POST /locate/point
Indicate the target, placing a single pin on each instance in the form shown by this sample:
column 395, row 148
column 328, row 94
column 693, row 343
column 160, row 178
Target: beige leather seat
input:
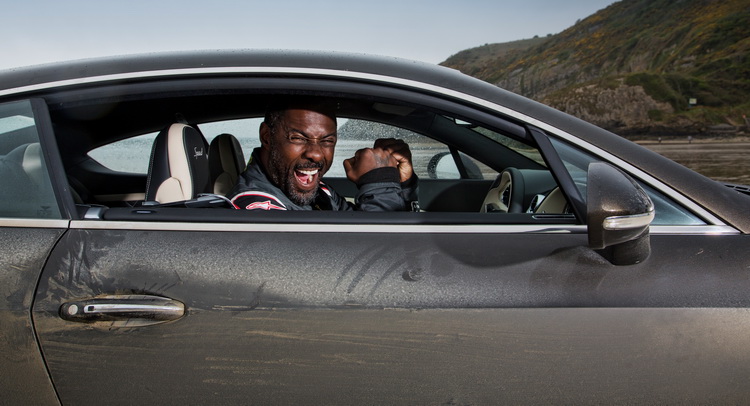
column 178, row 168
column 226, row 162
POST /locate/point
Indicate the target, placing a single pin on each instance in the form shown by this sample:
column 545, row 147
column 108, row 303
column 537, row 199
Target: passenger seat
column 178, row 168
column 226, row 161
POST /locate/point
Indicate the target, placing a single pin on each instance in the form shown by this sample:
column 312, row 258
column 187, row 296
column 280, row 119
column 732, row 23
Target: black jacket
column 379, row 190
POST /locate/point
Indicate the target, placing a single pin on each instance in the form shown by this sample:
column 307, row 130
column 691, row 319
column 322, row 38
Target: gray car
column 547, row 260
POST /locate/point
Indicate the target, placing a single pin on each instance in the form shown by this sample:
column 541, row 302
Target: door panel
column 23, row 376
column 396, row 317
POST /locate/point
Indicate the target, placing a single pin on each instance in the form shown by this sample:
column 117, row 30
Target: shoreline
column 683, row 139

* * *

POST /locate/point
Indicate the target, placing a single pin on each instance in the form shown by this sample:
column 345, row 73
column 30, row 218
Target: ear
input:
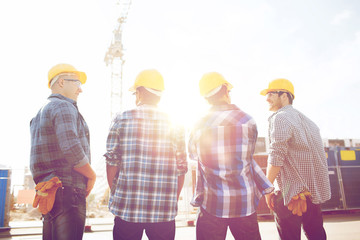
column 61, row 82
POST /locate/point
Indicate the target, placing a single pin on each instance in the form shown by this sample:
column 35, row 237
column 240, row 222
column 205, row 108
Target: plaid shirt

(WORK ORDER): Please give again the lines above between the line holding "column 35, row 237" and the line holding "Target: plaid shirt", inclusive, exactly as they are and with nothing added.

(EXERCISE OUTPUT):
column 35, row 237
column 240, row 222
column 205, row 108
Target: plaid shirt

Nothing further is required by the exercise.